Ejercicio: Indique si cada afirmación concuerda con el fragmento sobre las mujeres en la música electrónica; responda sí o no y cite textualmente las palabras del fragmento que lo deciden. 1. Pauline Oliveros murió a finales de 2016. 2. La pieza A Little Noise In The System (Moog System) dura una hora. 3. El artículo de Oliveros en el New York Times se publicó en 1980.

Podría aducirse que el involucramiento de las mujeres en la música electrónica es una más de las victorias del movimiento feminista. Que el de la electrónica no es un caso privativo, sino parte de un movimiento social y político mucho más amplio. Lo cual es cierto, pero si nos detenemos en ese punto del problema perderemos preguntas interesantes. ¿Por qué, tan sólo unos años después de abrir la veta de la música electrónica, tras desarticular el rol prefijado para las mujeres en su universo, la relación pareció tan orgánica? ¿Por qué apenas un par de décadas después de un caso como el de Johanna M. Beyer pudieron desarrollarse obras tan originales y plenas como las de Eliane Radigue o Else Marie Pade? ¿Por qué la carrera de una mujer como Daphne Oram, condenada a una especie de ostracismo de facto, puede dar paso a la obra polimórfica de alguien como Laurie Spiegel, en activo ininterrumpidamente desde hace casi cincuenta años?
Nuevamente: los avances no pueden entenderse fuera de una lucha política de mayor calado pero, amén de los detalles de cada ejemplo, debe existir algo en la electrónica que, una vez fracturadas las estructuras sociales de género, permita una navegación más fértil por sus senderos. Acaso sus códigos se encuentren más abiertos desde sus inicios, y si estilos musicales como el rock o el jazz siguen girando alrededor de valores estereotipados como la fuerza, el ímpetu o el genio (¿y quién detenta la sublimidad de la razón bajo un régimen machista sino el hombre?), la electrónica, más impersonal, menos atada a ciertos gestos, a ciertas posturas, puede convertirse en un aliado inesperado de la lucha feminista.
Pero, ¿cuál es la estructura resultante, cuál el sonido, cuando las herramientas son de esta forma liberadas? ¿No sería sospechoso que la electrónica, en este estadio, adquiriera un cariz o un contenido explícitamente “femenino”, con todo lo problemático que puede resultar este término? ¿No estaríamos intercambiando estereotipos de acuerdo con el agente en turno tras las herramientas? Analicemos una pieza como A Little Noise In The System (Moog System), una de las obras maestras de Pauline Oliveros, muerta a finales de 2016. Su lento despliegue y progresiva complejización de ruido sintetizado, inimitable por otros medios, le otorgan una estructura que, aunque al principio aparenta ser estática, contiene un particular dinamismo en sus detalles. Y su textura, en teoría agreste (no dejan de imbricarse y repetirse ruidos y sonidos excesivamente agudos en su media hora de duración), revela matices que, desde su complejidad, también podrían calificarse como plácidos. ¿Y qué tiene que ver esta estructura sonora con lo que normalmente entendemos como femenino? Absolutamente nada. Oliveros no reivindicaba, a menos no con consignas explícitas, un carácter femenino de su obra porque, creemos, habría vuelto a cerrar los códigos que la electrónica permitía mantener abiertos. Lo cual no implica que no fuera consciente o que no suscribiera o defendiera los principios feministas de su entorno político (basta leer su artículo “And Don’t Call Them ‘Lady’ Composers”, publicado por el New York Times en 1970). El «pequeño ruido en el sistema» que la música de Oliveros representa es significativo en capas más profundas, precisamente porque se opone a los binarismos simples. Para escapar de los roles dicotómicos, parece decir, es necesario desarticular la inmovilidad de sus gestos: abrir el espectro, desestabilizar los patrones, abrazar la multiplicidad.

Material proporcionado:
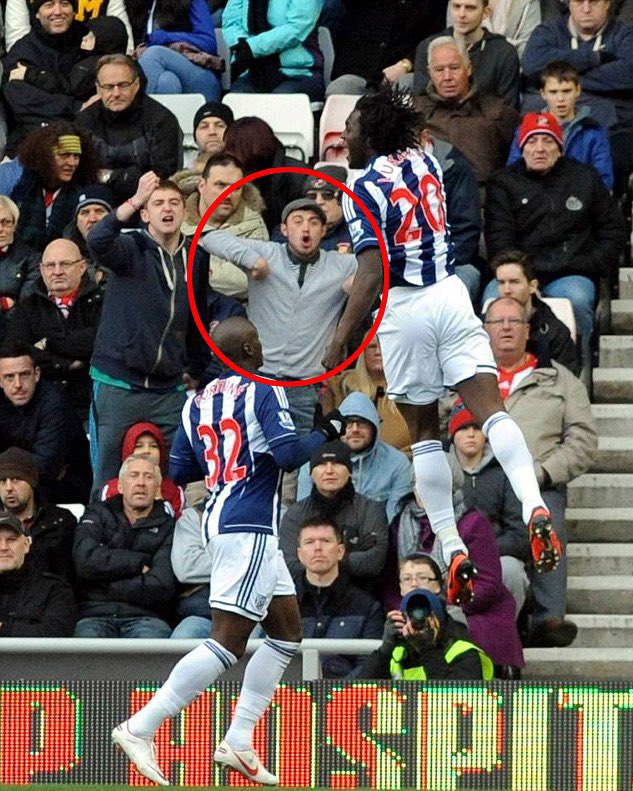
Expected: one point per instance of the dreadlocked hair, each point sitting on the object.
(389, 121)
---
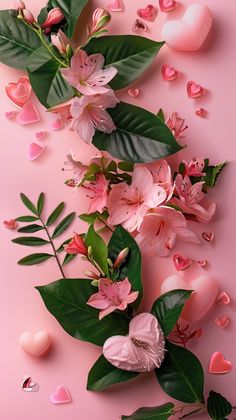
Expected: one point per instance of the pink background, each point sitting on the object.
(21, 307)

Respuesta completa:
1. Sí: «muerta a finales de 2016».
2. No: «en su media hora de duración».
3. No: «publicado por el New York Times en 1970».